_Task prompt_
Repeat only the lines below from the one that contains "the wooden table" through the final line, exactly. Omit pictures.

_Data shown_
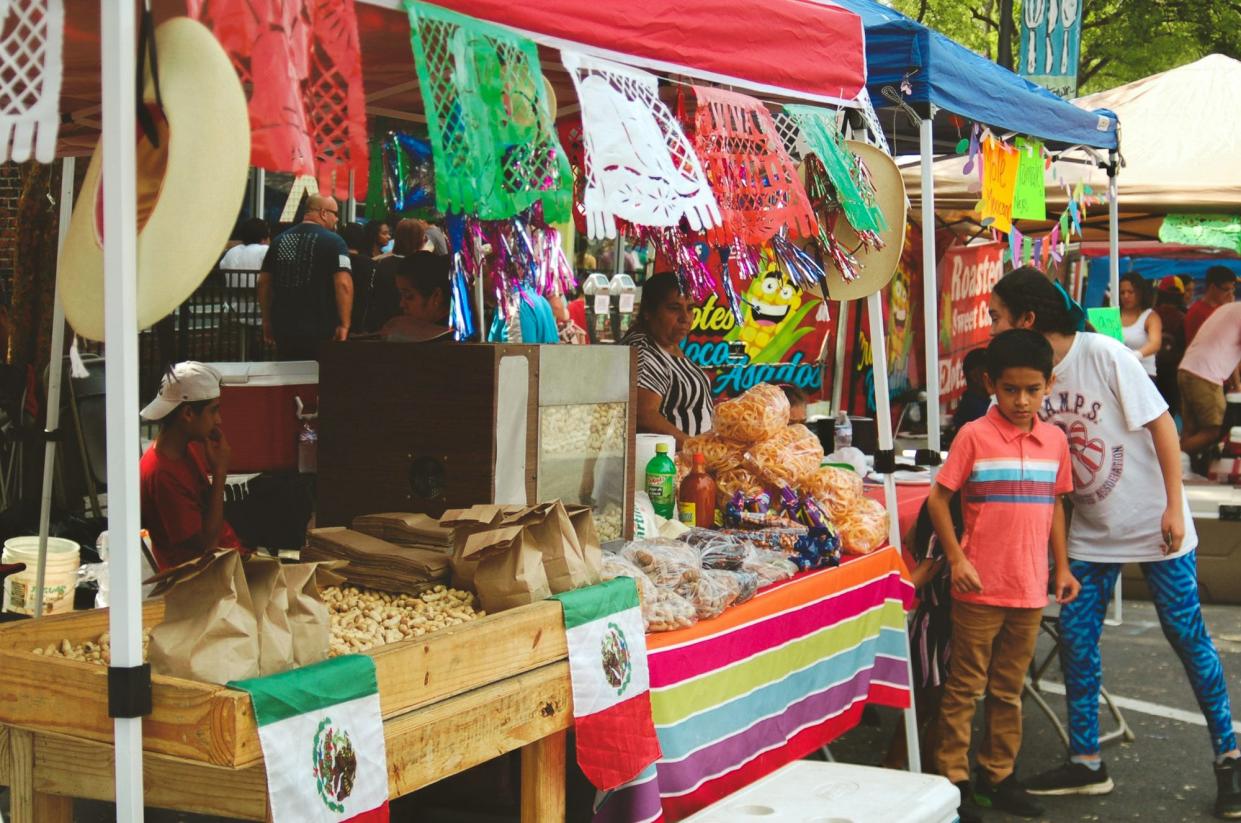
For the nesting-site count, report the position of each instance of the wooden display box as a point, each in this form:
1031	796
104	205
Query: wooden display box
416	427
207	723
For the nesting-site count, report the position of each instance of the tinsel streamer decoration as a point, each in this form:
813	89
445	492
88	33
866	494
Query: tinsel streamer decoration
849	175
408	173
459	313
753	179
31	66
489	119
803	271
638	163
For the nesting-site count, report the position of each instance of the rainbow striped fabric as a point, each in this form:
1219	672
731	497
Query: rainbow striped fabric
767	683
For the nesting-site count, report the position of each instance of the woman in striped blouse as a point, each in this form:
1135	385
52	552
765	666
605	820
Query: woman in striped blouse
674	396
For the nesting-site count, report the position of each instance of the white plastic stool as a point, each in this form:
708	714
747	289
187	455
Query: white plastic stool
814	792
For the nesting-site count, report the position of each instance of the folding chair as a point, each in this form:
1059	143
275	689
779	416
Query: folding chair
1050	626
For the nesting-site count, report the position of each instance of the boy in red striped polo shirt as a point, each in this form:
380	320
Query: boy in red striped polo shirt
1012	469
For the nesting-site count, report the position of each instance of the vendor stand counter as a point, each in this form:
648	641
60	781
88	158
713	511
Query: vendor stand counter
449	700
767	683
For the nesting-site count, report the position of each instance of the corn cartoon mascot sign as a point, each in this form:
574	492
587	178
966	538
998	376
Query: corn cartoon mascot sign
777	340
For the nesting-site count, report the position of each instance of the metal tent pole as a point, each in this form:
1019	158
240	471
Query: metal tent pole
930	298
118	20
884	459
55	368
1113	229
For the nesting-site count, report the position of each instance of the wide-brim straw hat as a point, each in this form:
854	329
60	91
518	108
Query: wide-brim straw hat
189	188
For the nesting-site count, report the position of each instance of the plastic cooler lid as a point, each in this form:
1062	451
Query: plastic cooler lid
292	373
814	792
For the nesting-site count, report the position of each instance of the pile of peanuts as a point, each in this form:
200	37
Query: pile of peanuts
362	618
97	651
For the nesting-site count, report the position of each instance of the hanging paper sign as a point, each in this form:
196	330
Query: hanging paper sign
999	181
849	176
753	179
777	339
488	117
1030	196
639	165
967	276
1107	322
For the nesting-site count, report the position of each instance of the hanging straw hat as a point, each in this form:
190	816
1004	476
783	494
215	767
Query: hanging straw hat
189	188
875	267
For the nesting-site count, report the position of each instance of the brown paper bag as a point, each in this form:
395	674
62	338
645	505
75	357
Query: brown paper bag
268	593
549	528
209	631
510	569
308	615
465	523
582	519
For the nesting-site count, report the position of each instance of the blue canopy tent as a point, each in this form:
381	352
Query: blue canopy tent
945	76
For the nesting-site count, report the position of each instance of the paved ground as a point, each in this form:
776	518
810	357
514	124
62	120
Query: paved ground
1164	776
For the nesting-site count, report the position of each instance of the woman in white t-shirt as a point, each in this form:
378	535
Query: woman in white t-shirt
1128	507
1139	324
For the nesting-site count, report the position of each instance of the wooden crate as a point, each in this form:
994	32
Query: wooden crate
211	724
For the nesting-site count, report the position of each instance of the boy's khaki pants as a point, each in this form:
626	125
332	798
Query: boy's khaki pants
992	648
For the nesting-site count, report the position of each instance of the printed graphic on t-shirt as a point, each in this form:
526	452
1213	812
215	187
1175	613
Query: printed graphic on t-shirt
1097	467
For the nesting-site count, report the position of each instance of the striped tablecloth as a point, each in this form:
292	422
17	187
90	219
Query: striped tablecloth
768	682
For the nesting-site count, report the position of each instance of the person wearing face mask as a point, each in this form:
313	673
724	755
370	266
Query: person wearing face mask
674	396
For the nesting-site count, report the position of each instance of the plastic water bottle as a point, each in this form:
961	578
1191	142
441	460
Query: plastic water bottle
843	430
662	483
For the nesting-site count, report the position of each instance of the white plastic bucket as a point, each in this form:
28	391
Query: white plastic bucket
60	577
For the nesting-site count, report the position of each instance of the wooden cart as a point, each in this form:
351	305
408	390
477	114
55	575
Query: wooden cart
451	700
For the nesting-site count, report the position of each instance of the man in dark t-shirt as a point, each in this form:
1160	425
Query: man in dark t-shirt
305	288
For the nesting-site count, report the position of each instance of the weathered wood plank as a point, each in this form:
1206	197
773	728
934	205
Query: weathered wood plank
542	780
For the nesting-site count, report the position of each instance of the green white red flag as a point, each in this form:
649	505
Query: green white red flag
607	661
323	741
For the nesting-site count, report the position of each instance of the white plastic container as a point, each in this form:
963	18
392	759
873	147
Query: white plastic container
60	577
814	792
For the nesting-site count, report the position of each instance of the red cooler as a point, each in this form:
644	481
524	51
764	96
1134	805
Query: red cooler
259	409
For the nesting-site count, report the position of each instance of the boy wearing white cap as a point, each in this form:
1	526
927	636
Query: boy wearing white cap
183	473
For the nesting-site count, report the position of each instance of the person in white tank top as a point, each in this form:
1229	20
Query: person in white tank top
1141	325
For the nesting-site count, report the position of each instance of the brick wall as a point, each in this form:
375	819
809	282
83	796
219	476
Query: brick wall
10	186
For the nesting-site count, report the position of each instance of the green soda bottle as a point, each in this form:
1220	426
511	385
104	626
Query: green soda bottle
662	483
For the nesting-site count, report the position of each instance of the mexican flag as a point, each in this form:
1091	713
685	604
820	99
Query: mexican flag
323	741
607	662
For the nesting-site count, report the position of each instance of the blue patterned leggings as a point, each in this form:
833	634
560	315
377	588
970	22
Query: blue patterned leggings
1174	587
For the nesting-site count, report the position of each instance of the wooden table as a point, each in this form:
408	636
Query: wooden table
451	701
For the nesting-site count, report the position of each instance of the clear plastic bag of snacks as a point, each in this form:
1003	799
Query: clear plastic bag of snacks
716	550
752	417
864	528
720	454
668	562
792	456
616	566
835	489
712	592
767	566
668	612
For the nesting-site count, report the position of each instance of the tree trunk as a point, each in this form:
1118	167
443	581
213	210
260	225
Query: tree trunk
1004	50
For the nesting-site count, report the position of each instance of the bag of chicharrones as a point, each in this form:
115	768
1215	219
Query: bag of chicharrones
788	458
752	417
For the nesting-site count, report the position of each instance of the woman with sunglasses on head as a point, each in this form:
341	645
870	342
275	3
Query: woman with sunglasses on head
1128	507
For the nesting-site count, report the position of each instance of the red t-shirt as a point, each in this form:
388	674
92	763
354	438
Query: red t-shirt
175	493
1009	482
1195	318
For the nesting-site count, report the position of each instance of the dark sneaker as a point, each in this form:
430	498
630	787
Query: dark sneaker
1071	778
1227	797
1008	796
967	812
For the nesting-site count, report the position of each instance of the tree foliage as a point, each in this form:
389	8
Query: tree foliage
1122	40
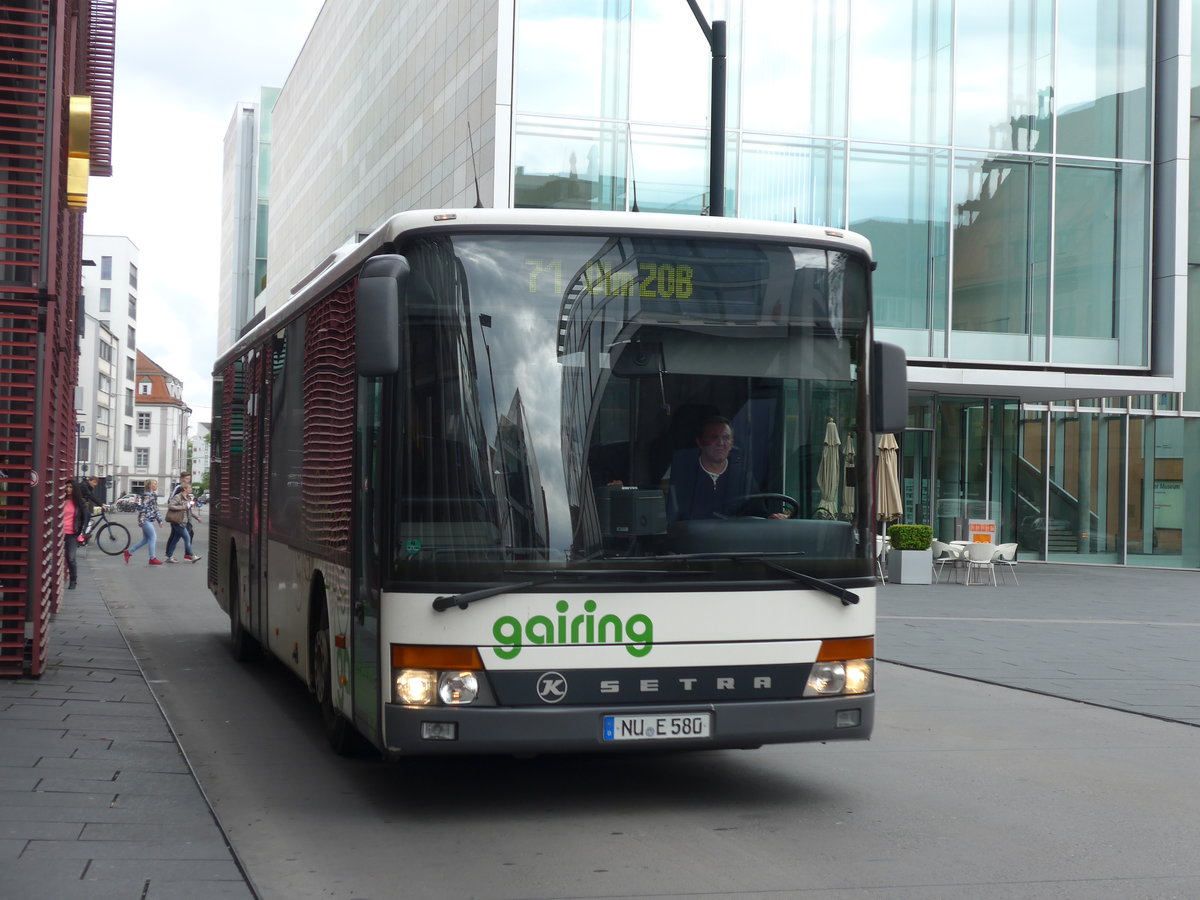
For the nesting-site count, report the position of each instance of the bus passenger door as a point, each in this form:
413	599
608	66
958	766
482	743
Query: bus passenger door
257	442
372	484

_Result for this exercise_
For the nesting-site count, report the position of each instance of the wooden table as a point, each in this form:
408	636
Query: wooden table
451	701
For the nesting-site count, report the position of each instance of the clear plastic bag of snacks as a point, each in this form:
1003	799
Query: clear plastic bag of snacks
716	550
752	417
864	528
720	454
668	562
792	456
616	566
835	489
712	592
767	566
668	612
For the nesting-site count, report the position of each instance of the tree trunk as a point, each in this form:
1118	167
443	581
213	210
260	225
Query: tree trunk
1004	50
For the nesting-site count, report the position of each instance of the bag of chicharrones as a point, each in this form:
115	768
1215	219
Query: bag of chicharrones
788	458
752	417
For the nesting-site count, report the position of each instance of the woman with sunglasses on head as a point, each in this form:
341	645
870	342
275	3
Query: woman with sunglasses on head
1128	507
For the nesting-site count, report the position of each instance of the red t-shirt as a point, each in this form:
388	674
92	763
354	438
Query: red t-shirt
175	493
1009	482
1195	318
For the nesting-site count, report the position of each instance of the dark sneaker as a point, each in this form:
430	498
630	787
Query: dark sneaker
1071	778
1227	797
1008	796
967	812
For the nesting-site count, report the position of each instance of the tree foliage as a point, each in this form:
389	8
Query: tree foliage
1122	40
For the nesting-site count, report the position of each instance of the bus passenger door as a point, each in this form:
413	599
608	66
958	766
482	743
Query: bus passenger door
257	442
372	484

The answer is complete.